The fact that the two hugely famous people, with large popular platforms, won a vote against two largely unknown people, in a widely published video about how said really famous people, in said widely published video, feel their POV are being stifled and censored somehow, because Universities, or something? proves precisely feckity feck all. Though I'm a bit disappointed in Fry if he genuinely stooped to claiming the "values of the Enlightenment are being rolled back" because the same benign political correctness that stops actual Politicians from openly calling him an abomination against nature, has lead to the occasionally aggressive criticism of often horrible ideas. Especially when he's tag teaming with a man tentatively opposed to both gay marriage and adoption, because of its natural confliction with his regressively traditionalist view of the world.

Dyson is very well known in the states. Goldberg is fairly anonymous here. The event was in Canada so its not particularly surprising that Peterson did well in his country and city of residence.

☆ ☆ ☆ ☆

Can you reproduce the debate comment word for word, beginning at the words "The fact that" and stopping after the words "of the world."? The listing is separate material with no connection to the debate comment.

→ Dataset section:

☆ ☆ ☆ ☆

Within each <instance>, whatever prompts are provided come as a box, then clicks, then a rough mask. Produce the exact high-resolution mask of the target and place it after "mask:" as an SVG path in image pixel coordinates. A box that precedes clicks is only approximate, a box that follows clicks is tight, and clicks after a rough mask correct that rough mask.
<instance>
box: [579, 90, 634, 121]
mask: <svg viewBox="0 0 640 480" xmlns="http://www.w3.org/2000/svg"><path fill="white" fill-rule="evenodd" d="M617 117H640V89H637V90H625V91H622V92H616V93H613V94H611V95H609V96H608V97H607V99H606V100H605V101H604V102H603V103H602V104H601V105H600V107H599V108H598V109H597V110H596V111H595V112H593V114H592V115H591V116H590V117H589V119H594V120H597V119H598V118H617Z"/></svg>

☆ ☆ ☆ ☆

→ Completed task:
The fact that the two hugely famous people, with large popular platforms, won a vote against two largely unknown people, in a widely published video about how said really famous people, in said widely published video, feel their POV are being stifled and censored somehow, because Universities, or something? proves precisely feckity feck all. Though I'm a bit disappointed in Fry if he genuinely stooped to claiming the "values of the Enlightenment are being rolled back" because the same benign political correctness that stops actual Politicians from openly calling him an abomination against nature, has lead to the occasionally aggressive criticism of often horrible ideas. Especially when he's tag teaming with a man tentatively opposed to both gay marriage and adoption, because of its natural confliction with his regressively traditionalist view of the world.